Aşağıdaki satırların hepsini istekleriyle birlikte yeniden yazın ve yanıtlardaki sınırlayıcı kutu koordinatlarının her birini 113 artırın. Lütfen resimleri yanıta koymayın.

Bazı satırlar:
---*---

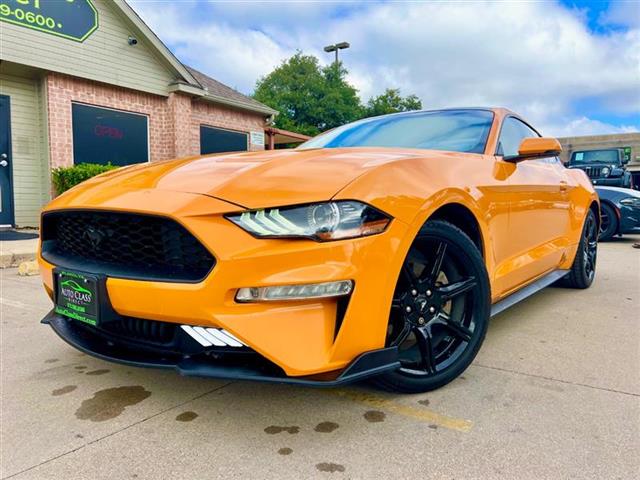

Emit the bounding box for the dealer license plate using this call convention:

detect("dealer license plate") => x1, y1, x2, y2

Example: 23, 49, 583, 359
55, 270, 99, 326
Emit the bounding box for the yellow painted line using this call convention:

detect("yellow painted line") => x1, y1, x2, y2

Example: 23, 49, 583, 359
325, 389, 473, 432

---*---

> [Problemin yanıtı]
Emit the bounding box for the dealer license plate using this call convention:

detect("dealer license plate") => x1, y1, x2, y2

Example: 23, 49, 583, 359
168, 383, 212, 439
Emit the bounding box for the yellow painted line using this call convention:

detect("yellow painted line") => x1, y1, x2, y2

Example: 23, 49, 583, 359
438, 502, 586, 545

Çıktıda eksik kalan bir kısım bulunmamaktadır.